[START OF ENTRIES SHOWN]

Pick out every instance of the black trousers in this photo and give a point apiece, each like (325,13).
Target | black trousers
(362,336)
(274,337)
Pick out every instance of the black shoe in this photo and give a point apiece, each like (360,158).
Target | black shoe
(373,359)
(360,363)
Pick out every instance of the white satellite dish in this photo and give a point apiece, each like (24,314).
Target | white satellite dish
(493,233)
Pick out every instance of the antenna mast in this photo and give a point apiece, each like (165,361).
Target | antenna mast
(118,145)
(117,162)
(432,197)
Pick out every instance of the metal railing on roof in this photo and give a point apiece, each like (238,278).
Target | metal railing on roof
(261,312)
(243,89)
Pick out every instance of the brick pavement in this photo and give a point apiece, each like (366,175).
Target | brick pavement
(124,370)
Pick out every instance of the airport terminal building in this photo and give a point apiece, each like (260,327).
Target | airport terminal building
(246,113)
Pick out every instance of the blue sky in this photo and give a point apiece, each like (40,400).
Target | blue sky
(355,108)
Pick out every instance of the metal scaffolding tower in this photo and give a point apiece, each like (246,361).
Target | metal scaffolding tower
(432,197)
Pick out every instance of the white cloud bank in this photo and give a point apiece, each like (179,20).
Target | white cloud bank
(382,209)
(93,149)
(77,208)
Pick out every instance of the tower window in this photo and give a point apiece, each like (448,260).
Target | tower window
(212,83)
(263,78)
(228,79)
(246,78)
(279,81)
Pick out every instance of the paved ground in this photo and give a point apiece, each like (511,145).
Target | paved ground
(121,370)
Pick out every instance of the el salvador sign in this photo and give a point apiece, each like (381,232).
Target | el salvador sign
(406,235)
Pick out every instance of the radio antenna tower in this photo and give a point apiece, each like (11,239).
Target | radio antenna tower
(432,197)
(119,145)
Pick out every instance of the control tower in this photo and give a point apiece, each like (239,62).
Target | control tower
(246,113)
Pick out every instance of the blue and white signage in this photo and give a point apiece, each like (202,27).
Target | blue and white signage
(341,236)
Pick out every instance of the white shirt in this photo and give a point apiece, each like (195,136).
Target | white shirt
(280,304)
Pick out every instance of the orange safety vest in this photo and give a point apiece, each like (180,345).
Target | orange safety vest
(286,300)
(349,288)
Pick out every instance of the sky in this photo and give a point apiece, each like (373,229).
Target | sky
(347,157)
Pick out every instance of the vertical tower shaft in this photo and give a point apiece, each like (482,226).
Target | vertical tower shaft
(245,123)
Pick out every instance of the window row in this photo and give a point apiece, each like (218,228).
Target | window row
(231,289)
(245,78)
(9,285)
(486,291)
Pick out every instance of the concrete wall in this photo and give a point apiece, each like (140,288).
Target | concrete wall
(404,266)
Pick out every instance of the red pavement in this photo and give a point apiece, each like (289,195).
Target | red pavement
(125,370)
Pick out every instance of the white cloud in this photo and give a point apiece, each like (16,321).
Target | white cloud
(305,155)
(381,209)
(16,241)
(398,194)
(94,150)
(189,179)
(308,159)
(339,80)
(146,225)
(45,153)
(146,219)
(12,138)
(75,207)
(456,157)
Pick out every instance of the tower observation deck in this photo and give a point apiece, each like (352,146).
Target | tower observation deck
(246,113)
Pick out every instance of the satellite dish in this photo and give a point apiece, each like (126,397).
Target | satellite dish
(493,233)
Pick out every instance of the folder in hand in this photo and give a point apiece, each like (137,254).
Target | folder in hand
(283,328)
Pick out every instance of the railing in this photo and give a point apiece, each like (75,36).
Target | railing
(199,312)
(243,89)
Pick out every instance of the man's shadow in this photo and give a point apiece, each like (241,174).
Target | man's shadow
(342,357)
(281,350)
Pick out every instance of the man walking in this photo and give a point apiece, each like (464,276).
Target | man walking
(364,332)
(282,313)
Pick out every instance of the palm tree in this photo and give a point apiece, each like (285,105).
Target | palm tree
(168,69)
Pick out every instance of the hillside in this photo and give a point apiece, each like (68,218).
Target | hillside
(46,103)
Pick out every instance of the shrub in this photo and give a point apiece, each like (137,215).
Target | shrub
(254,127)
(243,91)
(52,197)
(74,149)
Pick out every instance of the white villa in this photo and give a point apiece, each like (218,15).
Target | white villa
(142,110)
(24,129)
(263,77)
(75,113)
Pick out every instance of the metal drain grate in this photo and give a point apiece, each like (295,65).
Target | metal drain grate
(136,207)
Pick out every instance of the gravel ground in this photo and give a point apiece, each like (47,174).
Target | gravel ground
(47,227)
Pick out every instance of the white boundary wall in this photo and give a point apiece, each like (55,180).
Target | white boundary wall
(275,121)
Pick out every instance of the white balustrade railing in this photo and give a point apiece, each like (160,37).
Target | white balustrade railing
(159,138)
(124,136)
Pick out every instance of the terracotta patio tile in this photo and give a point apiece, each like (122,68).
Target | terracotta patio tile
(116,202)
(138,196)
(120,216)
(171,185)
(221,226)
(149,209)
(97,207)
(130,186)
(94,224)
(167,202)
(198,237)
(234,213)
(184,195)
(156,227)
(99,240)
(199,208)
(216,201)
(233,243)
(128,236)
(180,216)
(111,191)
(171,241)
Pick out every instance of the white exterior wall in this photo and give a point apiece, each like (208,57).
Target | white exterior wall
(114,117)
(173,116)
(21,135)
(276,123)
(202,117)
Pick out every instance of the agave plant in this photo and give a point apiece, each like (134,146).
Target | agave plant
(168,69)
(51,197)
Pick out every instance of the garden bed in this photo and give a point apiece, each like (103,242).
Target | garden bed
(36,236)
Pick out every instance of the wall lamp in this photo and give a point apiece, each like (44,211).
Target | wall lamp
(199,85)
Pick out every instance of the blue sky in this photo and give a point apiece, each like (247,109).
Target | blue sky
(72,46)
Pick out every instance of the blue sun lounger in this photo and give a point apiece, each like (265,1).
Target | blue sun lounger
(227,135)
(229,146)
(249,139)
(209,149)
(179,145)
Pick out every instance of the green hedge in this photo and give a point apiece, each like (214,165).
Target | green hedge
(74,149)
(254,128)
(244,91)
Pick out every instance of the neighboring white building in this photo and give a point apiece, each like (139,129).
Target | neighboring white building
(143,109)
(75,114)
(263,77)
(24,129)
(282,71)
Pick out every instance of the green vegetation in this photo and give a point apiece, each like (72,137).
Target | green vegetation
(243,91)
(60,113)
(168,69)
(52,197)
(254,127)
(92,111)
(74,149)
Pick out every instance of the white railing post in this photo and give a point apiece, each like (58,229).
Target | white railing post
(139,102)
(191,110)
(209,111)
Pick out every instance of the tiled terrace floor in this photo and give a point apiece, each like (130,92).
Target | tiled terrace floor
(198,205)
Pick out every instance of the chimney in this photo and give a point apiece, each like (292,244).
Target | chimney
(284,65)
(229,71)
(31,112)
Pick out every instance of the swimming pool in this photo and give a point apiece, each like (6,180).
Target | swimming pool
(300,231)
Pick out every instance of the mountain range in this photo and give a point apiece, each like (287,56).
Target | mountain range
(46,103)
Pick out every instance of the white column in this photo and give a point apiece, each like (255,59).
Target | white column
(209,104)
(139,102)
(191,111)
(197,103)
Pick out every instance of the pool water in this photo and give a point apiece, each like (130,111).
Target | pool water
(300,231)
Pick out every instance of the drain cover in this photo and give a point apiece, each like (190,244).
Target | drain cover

[END OF ENTRIES SHOWN]

Reproduce, word for word, only the lines from the one that contains "Pick out every instance of the swimming" through the final line.

▶ _FULL ANSWER_:
Pick out every instance of the swimming pool in this photo and give a point apiece, each like (6,180).
Target | swimming pool
(300,231)
Pick out every instance of the mountain range in this photo and give a point apiece, each like (287,56).
Target | mountain range
(46,103)
Pick out every instance of the white column in this photo and give a point apiece, each like (255,59).
Target | white column
(209,104)
(139,102)
(191,111)
(197,103)
Pick out every instance of the pool water in this photo and give a point apiece, each like (130,111).
Target | pool water
(300,231)
Pick out every instance of the drain cover in this photo and give a point apiece, each like (190,244).
Target | drain cover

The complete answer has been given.